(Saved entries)
# # # #
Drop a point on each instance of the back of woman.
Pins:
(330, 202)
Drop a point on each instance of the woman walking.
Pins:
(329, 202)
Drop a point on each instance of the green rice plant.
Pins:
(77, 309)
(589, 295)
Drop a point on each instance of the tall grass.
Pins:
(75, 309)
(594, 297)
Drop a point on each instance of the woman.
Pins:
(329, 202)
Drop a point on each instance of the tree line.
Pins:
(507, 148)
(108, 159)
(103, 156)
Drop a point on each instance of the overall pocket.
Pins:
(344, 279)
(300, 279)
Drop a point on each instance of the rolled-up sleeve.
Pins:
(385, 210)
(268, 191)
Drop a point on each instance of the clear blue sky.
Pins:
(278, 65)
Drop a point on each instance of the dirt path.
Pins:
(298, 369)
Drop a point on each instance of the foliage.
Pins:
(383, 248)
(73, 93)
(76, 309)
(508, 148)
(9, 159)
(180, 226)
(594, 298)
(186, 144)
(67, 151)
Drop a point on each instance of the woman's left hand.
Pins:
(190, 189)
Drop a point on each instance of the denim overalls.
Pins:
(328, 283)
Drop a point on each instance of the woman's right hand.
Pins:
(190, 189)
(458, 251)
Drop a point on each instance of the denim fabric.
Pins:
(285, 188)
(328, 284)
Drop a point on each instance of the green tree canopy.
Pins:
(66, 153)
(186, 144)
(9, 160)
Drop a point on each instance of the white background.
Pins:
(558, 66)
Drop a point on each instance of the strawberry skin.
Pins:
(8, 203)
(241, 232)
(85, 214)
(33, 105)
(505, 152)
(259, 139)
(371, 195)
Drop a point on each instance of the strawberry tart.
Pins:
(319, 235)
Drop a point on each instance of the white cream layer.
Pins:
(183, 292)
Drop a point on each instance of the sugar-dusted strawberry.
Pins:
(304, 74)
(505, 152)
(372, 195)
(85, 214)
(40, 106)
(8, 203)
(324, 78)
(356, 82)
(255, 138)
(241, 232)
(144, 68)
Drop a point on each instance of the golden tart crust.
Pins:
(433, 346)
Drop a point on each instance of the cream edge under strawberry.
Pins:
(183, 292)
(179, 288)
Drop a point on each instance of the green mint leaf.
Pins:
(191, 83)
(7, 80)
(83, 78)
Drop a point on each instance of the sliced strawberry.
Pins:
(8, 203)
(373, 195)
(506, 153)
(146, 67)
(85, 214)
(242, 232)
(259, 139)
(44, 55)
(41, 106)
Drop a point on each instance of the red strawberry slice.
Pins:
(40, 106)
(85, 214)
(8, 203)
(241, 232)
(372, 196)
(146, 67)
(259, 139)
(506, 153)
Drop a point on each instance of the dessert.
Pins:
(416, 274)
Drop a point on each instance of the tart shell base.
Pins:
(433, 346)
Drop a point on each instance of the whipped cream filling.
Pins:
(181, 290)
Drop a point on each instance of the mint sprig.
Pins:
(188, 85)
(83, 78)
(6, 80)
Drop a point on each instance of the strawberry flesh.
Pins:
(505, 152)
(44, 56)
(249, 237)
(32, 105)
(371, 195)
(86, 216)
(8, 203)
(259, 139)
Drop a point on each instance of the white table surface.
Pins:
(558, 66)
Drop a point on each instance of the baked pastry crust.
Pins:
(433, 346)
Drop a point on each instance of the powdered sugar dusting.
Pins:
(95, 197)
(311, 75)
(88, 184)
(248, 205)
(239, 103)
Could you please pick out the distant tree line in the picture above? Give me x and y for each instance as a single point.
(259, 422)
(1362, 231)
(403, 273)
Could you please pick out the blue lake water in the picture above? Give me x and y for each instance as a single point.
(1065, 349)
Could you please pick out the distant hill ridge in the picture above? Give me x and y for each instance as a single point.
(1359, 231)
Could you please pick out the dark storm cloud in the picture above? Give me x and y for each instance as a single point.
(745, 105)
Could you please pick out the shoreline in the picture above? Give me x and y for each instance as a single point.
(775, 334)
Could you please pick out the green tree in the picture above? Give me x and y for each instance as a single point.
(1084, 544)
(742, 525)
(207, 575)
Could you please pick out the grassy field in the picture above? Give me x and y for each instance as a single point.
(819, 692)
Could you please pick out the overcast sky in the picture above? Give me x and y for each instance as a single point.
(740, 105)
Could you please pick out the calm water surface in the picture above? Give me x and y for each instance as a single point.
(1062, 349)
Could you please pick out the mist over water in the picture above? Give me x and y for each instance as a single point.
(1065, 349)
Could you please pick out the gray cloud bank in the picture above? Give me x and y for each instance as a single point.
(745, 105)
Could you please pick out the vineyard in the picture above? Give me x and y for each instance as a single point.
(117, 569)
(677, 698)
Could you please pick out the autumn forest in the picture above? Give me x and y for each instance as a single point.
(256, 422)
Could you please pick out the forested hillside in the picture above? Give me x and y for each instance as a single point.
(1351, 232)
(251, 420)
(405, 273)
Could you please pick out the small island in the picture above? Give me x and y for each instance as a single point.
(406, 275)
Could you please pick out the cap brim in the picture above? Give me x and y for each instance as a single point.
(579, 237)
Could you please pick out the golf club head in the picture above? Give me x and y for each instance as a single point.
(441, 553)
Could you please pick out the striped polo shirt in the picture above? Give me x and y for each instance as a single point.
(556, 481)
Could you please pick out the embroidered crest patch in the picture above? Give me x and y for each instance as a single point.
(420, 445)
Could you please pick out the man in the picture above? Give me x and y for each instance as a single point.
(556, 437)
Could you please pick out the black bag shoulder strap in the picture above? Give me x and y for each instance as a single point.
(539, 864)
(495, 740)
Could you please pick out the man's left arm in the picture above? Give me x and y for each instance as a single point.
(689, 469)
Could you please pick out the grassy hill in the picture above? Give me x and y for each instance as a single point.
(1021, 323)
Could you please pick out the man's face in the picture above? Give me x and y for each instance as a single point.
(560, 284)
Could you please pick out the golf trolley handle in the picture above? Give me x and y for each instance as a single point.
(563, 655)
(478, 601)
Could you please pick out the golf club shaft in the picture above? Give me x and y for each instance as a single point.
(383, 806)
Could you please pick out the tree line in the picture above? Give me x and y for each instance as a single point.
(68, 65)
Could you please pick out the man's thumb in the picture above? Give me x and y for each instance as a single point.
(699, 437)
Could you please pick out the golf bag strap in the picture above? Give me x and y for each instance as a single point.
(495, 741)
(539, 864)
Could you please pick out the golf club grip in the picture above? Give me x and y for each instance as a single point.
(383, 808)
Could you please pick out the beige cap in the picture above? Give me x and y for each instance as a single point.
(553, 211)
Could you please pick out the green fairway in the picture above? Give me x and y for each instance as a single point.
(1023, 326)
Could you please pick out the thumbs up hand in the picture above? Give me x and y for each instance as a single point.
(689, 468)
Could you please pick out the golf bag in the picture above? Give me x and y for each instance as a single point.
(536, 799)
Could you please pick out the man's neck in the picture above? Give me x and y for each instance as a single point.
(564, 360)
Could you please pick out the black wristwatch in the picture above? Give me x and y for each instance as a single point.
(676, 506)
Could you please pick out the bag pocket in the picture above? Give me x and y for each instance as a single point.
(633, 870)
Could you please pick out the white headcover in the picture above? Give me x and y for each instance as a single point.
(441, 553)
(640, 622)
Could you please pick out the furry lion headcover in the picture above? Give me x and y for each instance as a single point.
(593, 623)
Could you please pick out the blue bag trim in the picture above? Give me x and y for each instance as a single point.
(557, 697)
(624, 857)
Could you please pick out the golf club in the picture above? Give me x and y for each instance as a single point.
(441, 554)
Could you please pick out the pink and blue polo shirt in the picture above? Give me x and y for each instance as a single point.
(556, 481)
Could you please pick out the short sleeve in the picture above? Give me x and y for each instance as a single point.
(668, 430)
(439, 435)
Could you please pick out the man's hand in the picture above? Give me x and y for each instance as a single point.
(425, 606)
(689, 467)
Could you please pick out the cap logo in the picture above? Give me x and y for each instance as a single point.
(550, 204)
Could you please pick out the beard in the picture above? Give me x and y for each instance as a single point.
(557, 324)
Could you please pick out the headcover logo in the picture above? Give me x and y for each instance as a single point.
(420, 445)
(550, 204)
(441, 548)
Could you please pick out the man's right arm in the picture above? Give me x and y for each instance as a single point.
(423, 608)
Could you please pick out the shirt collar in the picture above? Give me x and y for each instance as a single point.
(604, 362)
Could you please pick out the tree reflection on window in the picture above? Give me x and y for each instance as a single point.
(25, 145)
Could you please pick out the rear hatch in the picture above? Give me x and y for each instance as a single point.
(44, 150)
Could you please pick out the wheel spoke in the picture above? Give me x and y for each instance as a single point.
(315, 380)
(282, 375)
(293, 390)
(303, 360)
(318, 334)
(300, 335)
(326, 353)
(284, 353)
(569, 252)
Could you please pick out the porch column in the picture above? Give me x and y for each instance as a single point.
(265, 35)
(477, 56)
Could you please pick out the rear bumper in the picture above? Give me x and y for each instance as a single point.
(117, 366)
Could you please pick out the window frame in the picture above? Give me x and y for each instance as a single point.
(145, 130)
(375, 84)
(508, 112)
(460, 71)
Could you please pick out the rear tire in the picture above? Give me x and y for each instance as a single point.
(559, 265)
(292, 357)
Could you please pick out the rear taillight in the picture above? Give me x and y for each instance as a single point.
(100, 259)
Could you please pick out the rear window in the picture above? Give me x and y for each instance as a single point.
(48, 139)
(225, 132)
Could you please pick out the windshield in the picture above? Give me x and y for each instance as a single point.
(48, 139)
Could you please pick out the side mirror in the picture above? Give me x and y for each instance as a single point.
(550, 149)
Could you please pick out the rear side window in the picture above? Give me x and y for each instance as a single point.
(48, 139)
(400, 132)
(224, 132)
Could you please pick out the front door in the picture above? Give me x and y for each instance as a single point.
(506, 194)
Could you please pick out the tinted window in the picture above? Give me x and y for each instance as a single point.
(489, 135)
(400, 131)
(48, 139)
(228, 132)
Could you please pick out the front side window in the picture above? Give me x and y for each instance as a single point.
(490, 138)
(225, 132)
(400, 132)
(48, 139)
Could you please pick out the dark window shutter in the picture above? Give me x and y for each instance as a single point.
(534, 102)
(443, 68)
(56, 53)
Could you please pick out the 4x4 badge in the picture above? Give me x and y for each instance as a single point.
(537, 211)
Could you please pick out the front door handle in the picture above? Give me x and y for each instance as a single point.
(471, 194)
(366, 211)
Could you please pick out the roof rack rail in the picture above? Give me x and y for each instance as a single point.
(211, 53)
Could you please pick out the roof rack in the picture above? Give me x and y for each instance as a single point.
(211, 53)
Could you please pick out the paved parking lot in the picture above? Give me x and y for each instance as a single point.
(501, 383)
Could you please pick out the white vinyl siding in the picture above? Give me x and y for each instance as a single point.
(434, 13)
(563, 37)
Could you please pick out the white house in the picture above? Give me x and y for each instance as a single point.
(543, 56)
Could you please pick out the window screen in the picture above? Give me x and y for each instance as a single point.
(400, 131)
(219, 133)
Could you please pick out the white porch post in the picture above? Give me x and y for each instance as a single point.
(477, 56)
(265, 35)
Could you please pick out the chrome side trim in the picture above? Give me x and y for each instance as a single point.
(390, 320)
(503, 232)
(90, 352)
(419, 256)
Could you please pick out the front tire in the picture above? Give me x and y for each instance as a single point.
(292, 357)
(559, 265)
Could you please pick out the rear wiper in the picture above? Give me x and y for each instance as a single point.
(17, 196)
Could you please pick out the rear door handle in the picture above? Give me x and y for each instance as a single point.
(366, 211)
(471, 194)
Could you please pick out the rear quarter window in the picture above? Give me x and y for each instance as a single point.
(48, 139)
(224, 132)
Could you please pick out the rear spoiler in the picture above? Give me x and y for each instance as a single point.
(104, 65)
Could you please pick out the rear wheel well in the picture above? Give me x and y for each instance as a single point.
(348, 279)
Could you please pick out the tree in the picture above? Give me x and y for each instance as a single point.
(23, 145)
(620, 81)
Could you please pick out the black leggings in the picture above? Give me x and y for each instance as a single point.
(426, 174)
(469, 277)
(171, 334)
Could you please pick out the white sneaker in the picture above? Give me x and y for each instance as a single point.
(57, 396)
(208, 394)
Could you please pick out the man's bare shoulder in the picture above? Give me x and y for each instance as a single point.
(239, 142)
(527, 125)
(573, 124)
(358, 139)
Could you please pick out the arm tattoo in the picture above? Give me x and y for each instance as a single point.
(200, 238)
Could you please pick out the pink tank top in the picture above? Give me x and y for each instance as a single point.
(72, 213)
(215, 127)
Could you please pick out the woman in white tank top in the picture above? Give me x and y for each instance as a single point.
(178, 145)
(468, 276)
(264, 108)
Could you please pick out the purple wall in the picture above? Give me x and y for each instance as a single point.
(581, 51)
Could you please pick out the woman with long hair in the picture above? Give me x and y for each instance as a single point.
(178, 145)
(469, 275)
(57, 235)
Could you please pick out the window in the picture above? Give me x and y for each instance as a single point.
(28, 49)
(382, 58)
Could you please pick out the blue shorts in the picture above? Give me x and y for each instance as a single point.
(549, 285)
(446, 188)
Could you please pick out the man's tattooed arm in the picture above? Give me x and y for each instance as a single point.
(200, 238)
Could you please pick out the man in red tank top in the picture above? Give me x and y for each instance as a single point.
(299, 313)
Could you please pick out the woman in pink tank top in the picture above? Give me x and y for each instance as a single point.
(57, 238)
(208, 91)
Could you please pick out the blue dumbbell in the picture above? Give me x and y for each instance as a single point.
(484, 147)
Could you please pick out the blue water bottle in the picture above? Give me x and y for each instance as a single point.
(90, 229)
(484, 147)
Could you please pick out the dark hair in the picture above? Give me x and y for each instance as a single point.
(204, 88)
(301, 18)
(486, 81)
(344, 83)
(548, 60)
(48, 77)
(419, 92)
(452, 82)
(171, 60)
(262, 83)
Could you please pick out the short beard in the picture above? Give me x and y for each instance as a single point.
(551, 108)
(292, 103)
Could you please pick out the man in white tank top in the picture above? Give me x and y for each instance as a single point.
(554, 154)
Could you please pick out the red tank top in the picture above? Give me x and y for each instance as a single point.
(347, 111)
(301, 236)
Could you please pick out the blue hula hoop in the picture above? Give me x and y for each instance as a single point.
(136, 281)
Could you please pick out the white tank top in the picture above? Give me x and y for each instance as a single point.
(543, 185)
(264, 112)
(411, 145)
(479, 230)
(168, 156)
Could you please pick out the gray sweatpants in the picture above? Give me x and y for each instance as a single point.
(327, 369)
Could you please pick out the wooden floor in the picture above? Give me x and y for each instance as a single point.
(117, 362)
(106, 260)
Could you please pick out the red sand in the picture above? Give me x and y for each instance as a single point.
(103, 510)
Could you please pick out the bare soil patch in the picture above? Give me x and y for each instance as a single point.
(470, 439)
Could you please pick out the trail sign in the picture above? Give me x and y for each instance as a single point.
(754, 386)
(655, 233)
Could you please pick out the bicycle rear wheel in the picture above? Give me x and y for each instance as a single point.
# # # #
[Task to carry out] Using the entries above, restate word for word every line from the one that contains "Could you please pick out the gray sweatpants" through the last.

[Solution for this problem]
Could you please pick out the gray sweatpants in the picture above? Give me x and y for each instance as a single point.
(327, 369)
Could you please pick out the wooden floor in the picture above? Give me x and y for each instance as a single point.
(117, 362)
(106, 260)
Could you please pick out the red sand in the picture above? Give me x and y for each instance as a single point.
(103, 510)
Could you please pick out the bare soil patch in the picture above? Give me x and y for each instance as a single point.
(470, 439)
Could you please pick out the trail sign in the picture above? Give me x and y for each instance as a single point.
(754, 386)
(655, 233)
Could you please pick out the bicycle rear wheel in the picture above? Give me x and y for each instance as a single point.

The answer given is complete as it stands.